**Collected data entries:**
-- Start --

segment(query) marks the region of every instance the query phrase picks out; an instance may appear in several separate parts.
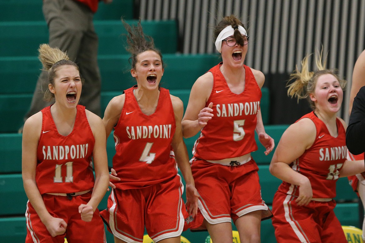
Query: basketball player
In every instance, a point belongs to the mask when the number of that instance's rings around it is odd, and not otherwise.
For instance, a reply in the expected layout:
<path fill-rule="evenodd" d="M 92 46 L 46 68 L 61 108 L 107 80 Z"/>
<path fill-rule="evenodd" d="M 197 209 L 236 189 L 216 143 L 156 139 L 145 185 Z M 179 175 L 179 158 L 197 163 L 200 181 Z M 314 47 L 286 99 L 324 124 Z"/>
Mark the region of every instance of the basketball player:
<path fill-rule="evenodd" d="M 333 209 L 339 177 L 365 170 L 364 160 L 349 161 L 346 124 L 337 117 L 346 81 L 326 69 L 316 55 L 318 71 L 309 70 L 308 56 L 291 74 L 288 94 L 307 98 L 313 111 L 284 132 L 269 168 L 283 180 L 273 202 L 273 225 L 281 242 L 347 242 Z"/>
<path fill-rule="evenodd" d="M 109 183 L 102 121 L 77 104 L 82 85 L 77 66 L 47 44 L 41 45 L 39 52 L 48 73 L 45 97 L 55 102 L 24 125 L 22 171 L 29 199 L 26 242 L 63 243 L 66 237 L 70 242 L 105 242 L 97 208 Z"/>
<path fill-rule="evenodd" d="M 120 180 L 112 181 L 116 188 L 101 215 L 115 242 L 142 242 L 145 226 L 155 242 L 180 243 L 184 222 L 190 219 L 177 164 L 193 217 L 198 196 L 182 140 L 182 103 L 160 87 L 162 55 L 140 22 L 132 28 L 123 23 L 137 85 L 114 98 L 103 119 L 107 136 L 114 129 L 113 167 Z"/>
<path fill-rule="evenodd" d="M 184 137 L 200 132 L 191 161 L 200 210 L 191 229 L 207 230 L 213 242 L 231 242 L 233 220 L 241 242 L 259 242 L 261 219 L 271 213 L 250 154 L 257 150 L 255 130 L 266 154 L 274 146 L 260 109 L 265 77 L 243 64 L 249 36 L 236 16 L 225 17 L 214 36 L 223 63 L 196 81 L 182 122 Z"/>

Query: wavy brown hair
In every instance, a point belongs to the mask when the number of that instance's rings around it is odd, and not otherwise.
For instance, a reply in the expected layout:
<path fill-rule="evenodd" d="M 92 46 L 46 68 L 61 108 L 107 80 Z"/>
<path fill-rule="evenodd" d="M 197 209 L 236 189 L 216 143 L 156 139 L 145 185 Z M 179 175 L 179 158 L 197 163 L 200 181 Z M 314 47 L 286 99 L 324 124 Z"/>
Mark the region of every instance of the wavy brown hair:
<path fill-rule="evenodd" d="M 223 29 L 225 28 L 230 25 L 232 26 L 233 28 L 234 28 L 235 26 L 240 25 L 246 29 L 243 24 L 235 15 L 231 15 L 230 16 L 226 16 L 214 27 L 213 33 L 215 42 L 217 38 L 218 37 L 218 36 L 221 31 L 223 30 Z M 246 31 L 247 31 L 247 30 L 246 30 Z M 236 41 L 237 42 L 237 43 L 238 44 L 241 46 L 243 46 L 243 39 L 242 38 L 241 33 L 238 30 L 238 28 L 235 29 L 233 37 L 236 39 Z"/>
<path fill-rule="evenodd" d="M 130 63 L 132 66 L 132 68 L 134 68 L 135 67 L 137 61 L 137 56 L 138 54 L 146 51 L 153 51 L 158 54 L 161 58 L 162 67 L 164 68 L 161 52 L 155 46 L 152 38 L 146 35 L 143 33 L 142 26 L 141 24 L 141 19 L 139 19 L 137 26 L 131 26 L 123 19 L 122 19 L 122 21 L 128 33 L 127 34 L 124 35 L 127 37 L 127 44 L 126 47 L 126 50 L 131 54 L 131 56 L 129 58 L 129 60 Z"/>

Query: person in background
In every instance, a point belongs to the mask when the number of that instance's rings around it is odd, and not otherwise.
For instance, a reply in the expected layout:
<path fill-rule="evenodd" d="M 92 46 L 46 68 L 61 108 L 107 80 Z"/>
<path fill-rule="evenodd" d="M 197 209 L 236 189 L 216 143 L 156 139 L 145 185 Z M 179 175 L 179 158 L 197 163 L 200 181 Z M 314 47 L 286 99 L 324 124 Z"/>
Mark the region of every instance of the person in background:
<path fill-rule="evenodd" d="M 112 0 L 103 0 L 105 3 Z M 49 44 L 67 52 L 70 59 L 77 64 L 85 80 L 80 104 L 100 116 L 101 79 L 97 56 L 98 37 L 93 17 L 100 0 L 43 0 L 42 10 L 49 33 Z M 30 116 L 52 104 L 42 99 L 48 89 L 47 74 L 42 72 L 37 81 L 29 110 L 24 121 Z M 23 127 L 19 132 L 23 131 Z"/>
<path fill-rule="evenodd" d="M 354 67 L 350 92 L 349 126 L 346 131 L 346 144 L 353 154 L 353 160 L 364 158 L 365 146 L 365 50 L 359 56 Z M 365 173 L 349 177 L 354 191 L 360 197 L 365 208 Z M 362 240 L 365 242 L 365 219 L 362 222 Z"/>
<path fill-rule="evenodd" d="M 336 183 L 365 165 L 347 160 L 346 125 L 337 117 L 346 81 L 326 69 L 322 53 L 315 56 L 318 71 L 310 71 L 308 56 L 291 75 L 288 93 L 307 98 L 313 111 L 288 128 L 273 156 L 270 172 L 283 181 L 273 201 L 273 225 L 278 243 L 346 243 L 333 211 Z"/>
<path fill-rule="evenodd" d="M 265 77 L 244 64 L 249 36 L 237 17 L 224 17 L 214 35 L 223 62 L 195 81 L 182 122 L 185 137 L 200 132 L 191 160 L 199 211 L 190 228 L 207 230 L 214 242 L 232 242 L 233 220 L 241 242 L 259 242 L 261 219 L 271 213 L 251 156 L 255 130 L 265 154 L 274 146 L 260 109 Z"/>
<path fill-rule="evenodd" d="M 160 87 L 162 55 L 140 21 L 132 28 L 123 23 L 137 85 L 113 98 L 103 119 L 107 137 L 114 129 L 113 175 L 119 180 L 111 181 L 108 208 L 101 215 L 115 242 L 142 242 L 145 227 L 155 242 L 180 243 L 184 222 L 196 213 L 199 196 L 182 140 L 182 102 Z"/>
<path fill-rule="evenodd" d="M 109 181 L 102 121 L 78 104 L 82 79 L 77 65 L 48 44 L 39 52 L 49 75 L 45 97 L 55 102 L 24 124 L 26 242 L 63 243 L 65 237 L 70 242 L 105 242 L 97 207 Z"/>

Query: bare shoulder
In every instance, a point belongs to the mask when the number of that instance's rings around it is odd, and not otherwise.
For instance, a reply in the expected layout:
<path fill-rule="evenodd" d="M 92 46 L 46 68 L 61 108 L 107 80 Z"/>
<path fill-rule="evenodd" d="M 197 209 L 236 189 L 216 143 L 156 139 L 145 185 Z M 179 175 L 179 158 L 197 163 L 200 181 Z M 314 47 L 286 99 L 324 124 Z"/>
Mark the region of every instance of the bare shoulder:
<path fill-rule="evenodd" d="M 171 103 L 172 103 L 174 113 L 175 114 L 177 112 L 182 114 L 184 112 L 184 104 L 182 101 L 179 97 L 172 94 L 170 95 L 170 97 L 171 99 Z"/>
<path fill-rule="evenodd" d="M 282 138 L 286 138 L 291 142 L 300 142 L 308 148 L 314 142 L 316 134 L 313 121 L 309 118 L 303 118 L 289 126 Z"/>
<path fill-rule="evenodd" d="M 193 85 L 196 88 L 209 89 L 211 90 L 213 89 L 213 74 L 208 72 L 199 77 Z"/>
<path fill-rule="evenodd" d="M 264 83 L 265 82 L 265 75 L 264 75 L 264 73 L 260 70 L 254 69 L 252 67 L 250 68 L 252 72 L 254 77 L 255 77 L 255 79 L 256 79 L 257 84 L 260 88 L 262 87 Z"/>
<path fill-rule="evenodd" d="M 126 94 L 123 94 L 113 98 L 109 102 L 108 106 L 113 109 L 119 110 L 121 112 L 122 109 L 124 105 L 124 101 L 126 99 Z"/>
<path fill-rule="evenodd" d="M 101 118 L 97 115 L 94 114 L 88 110 L 85 110 L 86 113 L 86 117 L 88 118 L 88 121 L 91 128 L 92 130 L 97 128 L 99 126 L 104 126 Z"/>
<path fill-rule="evenodd" d="M 340 120 L 340 122 L 341 122 L 341 123 L 342 124 L 342 125 L 345 128 L 345 130 L 346 130 L 347 129 L 347 124 L 346 124 L 346 122 L 345 122 L 345 121 L 343 121 L 343 119 L 341 118 L 341 117 L 337 117 L 337 118 L 338 118 L 338 119 Z"/>
<path fill-rule="evenodd" d="M 39 137 L 42 129 L 43 115 L 39 111 L 31 116 L 25 121 L 23 128 L 23 135 L 30 135 Z"/>

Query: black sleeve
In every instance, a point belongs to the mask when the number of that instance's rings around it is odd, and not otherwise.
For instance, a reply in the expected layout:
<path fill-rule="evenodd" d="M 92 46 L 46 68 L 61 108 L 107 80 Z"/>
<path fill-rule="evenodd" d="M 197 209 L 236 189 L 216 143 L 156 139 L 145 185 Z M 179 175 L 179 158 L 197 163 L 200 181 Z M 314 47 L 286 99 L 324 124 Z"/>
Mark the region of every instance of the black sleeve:
<path fill-rule="evenodd" d="M 346 145 L 354 154 L 365 152 L 365 86 L 360 89 L 354 99 L 346 130 Z"/>

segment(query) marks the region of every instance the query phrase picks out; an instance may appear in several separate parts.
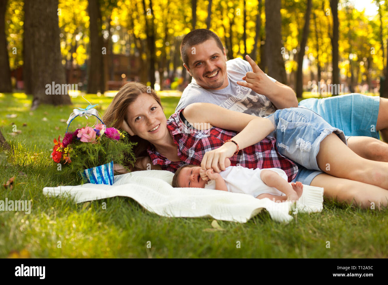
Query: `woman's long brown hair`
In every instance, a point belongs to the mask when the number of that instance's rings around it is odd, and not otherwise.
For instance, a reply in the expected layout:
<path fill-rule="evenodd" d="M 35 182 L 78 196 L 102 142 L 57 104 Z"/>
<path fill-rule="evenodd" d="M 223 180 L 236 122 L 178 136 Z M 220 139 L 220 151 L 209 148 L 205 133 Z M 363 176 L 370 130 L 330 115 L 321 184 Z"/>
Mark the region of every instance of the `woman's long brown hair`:
<path fill-rule="evenodd" d="M 108 128 L 113 127 L 121 130 L 125 130 L 122 127 L 122 125 L 124 120 L 128 123 L 126 115 L 128 106 L 136 100 L 139 95 L 144 93 L 152 96 L 163 109 L 160 98 L 156 95 L 155 90 L 140 82 L 129 82 L 120 89 L 106 108 L 102 117 L 104 124 Z M 144 159 L 149 158 L 147 149 L 150 143 L 137 135 L 132 136 L 129 134 L 128 135 L 131 142 L 137 143 L 137 145 L 134 146 L 133 149 L 136 161 L 134 166 L 130 164 L 125 166 L 128 167 L 131 171 L 145 170 L 146 168 L 143 163 Z"/>

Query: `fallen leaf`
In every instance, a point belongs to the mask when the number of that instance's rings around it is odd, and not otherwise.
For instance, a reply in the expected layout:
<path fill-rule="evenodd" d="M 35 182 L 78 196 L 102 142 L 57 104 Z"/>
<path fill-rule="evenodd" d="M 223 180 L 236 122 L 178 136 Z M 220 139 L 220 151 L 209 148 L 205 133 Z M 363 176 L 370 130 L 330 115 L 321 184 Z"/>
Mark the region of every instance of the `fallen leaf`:
<path fill-rule="evenodd" d="M 31 257 L 29 252 L 25 249 L 22 249 L 20 252 L 21 258 L 29 258 Z"/>
<path fill-rule="evenodd" d="M 202 230 L 203 231 L 226 231 L 225 229 L 222 228 L 221 226 L 218 225 L 218 223 L 216 220 L 213 220 L 211 222 L 211 226 L 213 228 L 204 229 Z"/>
<path fill-rule="evenodd" d="M 8 256 L 7 257 L 7 258 L 19 258 L 20 256 L 19 252 L 18 250 L 12 250 L 9 252 Z"/>
<path fill-rule="evenodd" d="M 29 252 L 24 249 L 20 252 L 19 250 L 12 250 L 9 252 L 7 257 L 7 258 L 29 258 L 31 257 Z"/>
<path fill-rule="evenodd" d="M 4 187 L 5 187 L 5 189 L 7 189 L 8 186 L 9 186 L 9 190 L 12 190 L 12 188 L 14 188 L 14 180 L 15 179 L 15 176 L 13 177 L 11 177 L 8 180 L 8 181 L 7 181 L 7 183 L 4 184 Z"/>
<path fill-rule="evenodd" d="M 221 228 L 221 226 L 218 225 L 218 223 L 217 222 L 217 220 L 213 220 L 213 221 L 211 222 L 211 226 L 215 229 L 219 230 L 220 231 L 225 230 L 225 229 L 223 229 Z"/>

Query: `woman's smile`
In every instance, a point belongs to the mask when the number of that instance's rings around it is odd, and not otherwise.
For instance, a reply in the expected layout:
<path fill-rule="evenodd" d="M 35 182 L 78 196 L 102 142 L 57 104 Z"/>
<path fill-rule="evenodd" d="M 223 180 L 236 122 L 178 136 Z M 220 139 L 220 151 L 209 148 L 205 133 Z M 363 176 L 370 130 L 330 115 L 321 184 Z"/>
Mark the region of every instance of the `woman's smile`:
<path fill-rule="evenodd" d="M 149 131 L 148 131 L 150 133 L 154 133 L 158 131 L 159 130 L 159 127 L 160 126 L 160 124 L 159 124 L 158 125 L 156 126 L 155 128 L 152 128 L 152 130 Z"/>

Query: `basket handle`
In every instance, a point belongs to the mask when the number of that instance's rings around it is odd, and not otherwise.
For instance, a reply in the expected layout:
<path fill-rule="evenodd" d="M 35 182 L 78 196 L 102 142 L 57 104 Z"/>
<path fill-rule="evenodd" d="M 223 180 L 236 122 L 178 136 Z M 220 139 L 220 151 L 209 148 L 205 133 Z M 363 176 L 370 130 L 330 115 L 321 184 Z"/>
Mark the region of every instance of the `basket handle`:
<path fill-rule="evenodd" d="M 104 124 L 104 125 L 105 124 L 104 123 L 104 122 L 103 122 L 102 121 L 101 121 L 101 119 L 100 119 L 100 118 L 99 118 L 98 117 L 97 117 L 97 116 L 96 116 L 95 115 L 94 115 L 93 114 L 90 114 L 92 115 L 92 116 L 94 116 L 96 118 L 97 118 L 97 119 L 99 119 L 100 120 L 100 121 L 101 122 L 101 123 L 102 123 L 103 124 Z M 68 130 L 69 130 L 69 127 L 70 125 L 70 123 L 71 123 L 72 121 L 73 121 L 73 120 L 74 120 L 76 117 L 78 117 L 79 116 L 80 116 L 80 115 L 77 115 L 75 117 L 74 117 L 74 118 L 73 118 L 73 119 L 72 119 L 71 120 L 71 121 L 70 121 L 69 122 L 69 124 L 68 124 L 68 128 L 66 129 L 66 132 L 65 133 L 65 134 L 68 132 Z"/>

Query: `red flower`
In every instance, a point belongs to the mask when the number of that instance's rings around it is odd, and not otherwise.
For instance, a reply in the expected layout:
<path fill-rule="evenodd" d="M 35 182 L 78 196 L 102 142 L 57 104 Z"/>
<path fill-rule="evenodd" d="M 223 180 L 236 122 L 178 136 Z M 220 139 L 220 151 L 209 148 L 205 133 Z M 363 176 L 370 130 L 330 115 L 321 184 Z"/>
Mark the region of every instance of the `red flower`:
<path fill-rule="evenodd" d="M 52 157 L 52 160 L 57 163 L 58 163 L 61 161 L 61 159 L 62 157 L 62 153 L 59 151 L 54 150 L 51 154 L 51 156 Z"/>

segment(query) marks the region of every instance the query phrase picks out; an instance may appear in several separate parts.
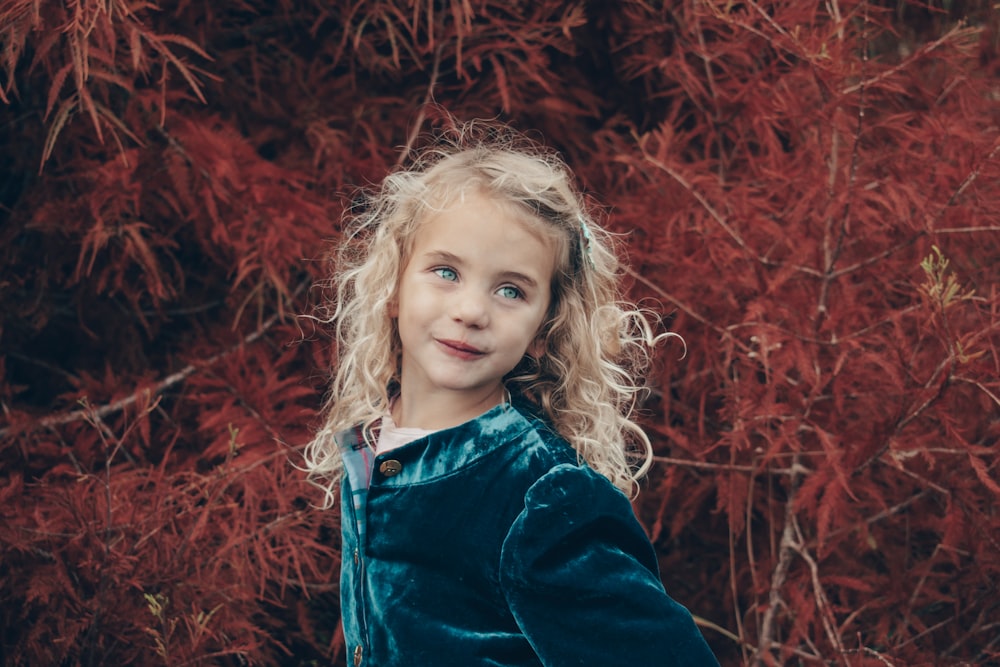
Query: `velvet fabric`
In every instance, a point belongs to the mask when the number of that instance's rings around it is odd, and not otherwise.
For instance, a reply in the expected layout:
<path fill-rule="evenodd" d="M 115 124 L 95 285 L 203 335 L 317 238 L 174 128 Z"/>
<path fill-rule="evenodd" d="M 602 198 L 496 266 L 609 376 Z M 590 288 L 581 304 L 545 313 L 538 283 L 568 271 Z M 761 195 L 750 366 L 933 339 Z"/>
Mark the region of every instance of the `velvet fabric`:
<path fill-rule="evenodd" d="M 349 665 L 718 664 L 628 499 L 526 406 L 365 458 L 342 482 Z"/>

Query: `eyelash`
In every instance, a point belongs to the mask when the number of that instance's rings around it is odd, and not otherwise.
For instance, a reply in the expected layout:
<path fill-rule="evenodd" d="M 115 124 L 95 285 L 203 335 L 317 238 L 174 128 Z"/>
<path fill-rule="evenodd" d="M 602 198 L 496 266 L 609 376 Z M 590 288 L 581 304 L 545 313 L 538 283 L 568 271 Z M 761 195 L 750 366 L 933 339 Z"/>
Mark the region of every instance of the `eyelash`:
<path fill-rule="evenodd" d="M 432 271 L 434 272 L 435 275 L 437 275 L 442 280 L 447 280 L 449 282 L 455 282 L 456 280 L 458 280 L 458 271 L 456 271 L 455 269 L 452 269 L 450 267 L 439 266 L 439 267 L 437 267 L 435 269 L 432 269 Z M 448 277 L 445 274 L 450 274 L 451 277 Z M 497 292 L 499 293 L 499 292 L 502 292 L 504 290 L 513 290 L 513 292 L 514 292 L 514 296 L 512 296 L 512 297 L 505 297 L 505 298 L 511 298 L 511 299 L 523 299 L 524 298 L 524 292 L 521 291 L 521 289 L 518 288 L 518 287 L 514 287 L 513 285 L 504 285 L 503 287 L 501 287 L 500 289 L 498 289 Z"/>

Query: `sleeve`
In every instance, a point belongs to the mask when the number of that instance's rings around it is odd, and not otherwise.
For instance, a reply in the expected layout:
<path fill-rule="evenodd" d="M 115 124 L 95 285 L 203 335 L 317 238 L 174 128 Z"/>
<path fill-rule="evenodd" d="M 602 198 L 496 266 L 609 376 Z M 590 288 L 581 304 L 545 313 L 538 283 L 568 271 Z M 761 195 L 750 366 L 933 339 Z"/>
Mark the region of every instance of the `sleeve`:
<path fill-rule="evenodd" d="M 589 468 L 557 466 L 528 490 L 500 580 L 545 667 L 718 665 L 628 499 Z"/>

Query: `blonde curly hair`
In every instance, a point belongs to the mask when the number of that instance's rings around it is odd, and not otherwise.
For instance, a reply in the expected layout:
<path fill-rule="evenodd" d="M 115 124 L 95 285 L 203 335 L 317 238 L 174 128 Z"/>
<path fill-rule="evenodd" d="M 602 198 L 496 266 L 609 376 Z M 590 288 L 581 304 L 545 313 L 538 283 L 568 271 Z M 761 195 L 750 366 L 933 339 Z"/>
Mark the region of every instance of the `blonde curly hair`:
<path fill-rule="evenodd" d="M 622 300 L 614 238 L 593 219 L 565 163 L 506 127 L 472 123 L 442 132 L 407 169 L 348 212 L 330 280 L 338 356 L 325 420 L 306 446 L 306 470 L 333 504 L 341 474 L 335 436 L 371 427 L 399 384 L 400 340 L 390 305 L 426 215 L 476 189 L 537 224 L 554 240 L 556 266 L 544 352 L 505 378 L 590 467 L 629 495 L 649 468 L 649 438 L 633 421 L 650 351 L 650 314 Z"/>

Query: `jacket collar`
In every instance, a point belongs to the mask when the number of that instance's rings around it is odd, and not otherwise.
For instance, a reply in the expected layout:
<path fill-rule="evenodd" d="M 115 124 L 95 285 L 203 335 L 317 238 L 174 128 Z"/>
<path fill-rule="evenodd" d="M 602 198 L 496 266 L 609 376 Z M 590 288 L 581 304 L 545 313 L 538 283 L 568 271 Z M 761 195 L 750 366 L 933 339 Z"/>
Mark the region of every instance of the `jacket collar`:
<path fill-rule="evenodd" d="M 538 426 L 541 424 L 534 411 L 524 402 L 498 405 L 475 419 L 435 431 L 375 457 L 371 487 L 405 486 L 450 475 L 518 441 L 521 435 Z M 356 448 L 359 430 L 338 438 L 341 446 Z"/>

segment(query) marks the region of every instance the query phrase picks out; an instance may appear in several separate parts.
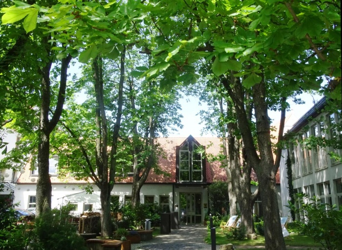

-- End --

**EXERCISE OBJECTIVE:** Set down the lines of the records again without any change, beginning with the line that contains "Query: person in background" and continuing through the line that contains "354 67 L 350", including both of those lines.

**ANSWER TO THE TASK:**
Query: person in background
In every instance, a point belongs to the mask when the number of that instance's rings around it is odd, and not otherwise.
For instance, a reply in the expected layout:
<path fill-rule="evenodd" d="M 92 46 L 46 68 L 61 108 L 107 80 Z"/>
<path fill-rule="evenodd" d="M 197 209 L 236 189 L 216 143 L 156 139 L 145 185 Z M 179 175 L 179 158 L 197 163 L 200 181 Z M 314 47 L 286 99 L 324 124 Z"/>
Mark the region of every instance of the person in background:
<path fill-rule="evenodd" d="M 112 0 L 103 0 L 105 3 Z M 49 44 L 67 52 L 70 59 L 77 64 L 85 80 L 80 104 L 100 116 L 101 79 L 97 56 L 98 37 L 93 17 L 100 0 L 43 0 L 42 10 L 49 33 Z M 30 116 L 52 104 L 42 99 L 48 89 L 47 74 L 42 72 L 37 81 L 29 110 L 24 121 Z M 23 127 L 19 132 L 23 131 Z"/>
<path fill-rule="evenodd" d="M 354 67 L 350 92 L 349 126 L 346 131 L 346 144 L 353 154 L 353 160 L 364 158 L 365 146 L 365 50 L 359 56 Z M 365 173 L 349 177 L 354 191 L 360 197 L 365 208 Z M 362 240 L 365 242 L 365 219 L 362 222 Z"/>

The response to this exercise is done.